◆ **WHAT THE TASK ASKS**
Find each row below that contains the word "Answer" with matching case, and copy every such row in full.

◆ **RECORDS PROVIDED**
####

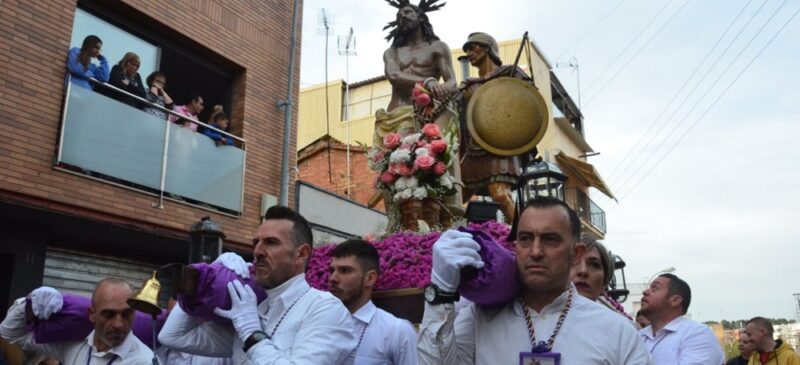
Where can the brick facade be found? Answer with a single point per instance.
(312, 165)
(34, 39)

####

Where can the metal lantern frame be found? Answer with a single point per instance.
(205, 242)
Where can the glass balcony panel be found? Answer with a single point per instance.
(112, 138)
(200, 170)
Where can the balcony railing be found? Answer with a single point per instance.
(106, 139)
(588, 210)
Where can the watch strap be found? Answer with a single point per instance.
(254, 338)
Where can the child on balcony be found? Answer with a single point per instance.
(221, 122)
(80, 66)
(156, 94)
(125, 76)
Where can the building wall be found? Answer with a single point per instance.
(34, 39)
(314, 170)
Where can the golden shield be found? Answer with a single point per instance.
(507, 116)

####

◆ **OUTPUT**
Where can the brick facade be found? Answer with a single point per instance.
Where can the metal lantern frame be found? Answer with a single point per instance.
Where can the glass balcony panel be found? Answer with a single point per instance.
Where can the balcony railing be found? Answer with a single point per instance.
Where can the watch strap be found? Answer with a single point per instance.
Where can the child on balcony be found? Answer with a single point per instance.
Where can the building wall be found? Answer with a single point per instance.
Where can the golden shield be found? Answer with a single point per instance.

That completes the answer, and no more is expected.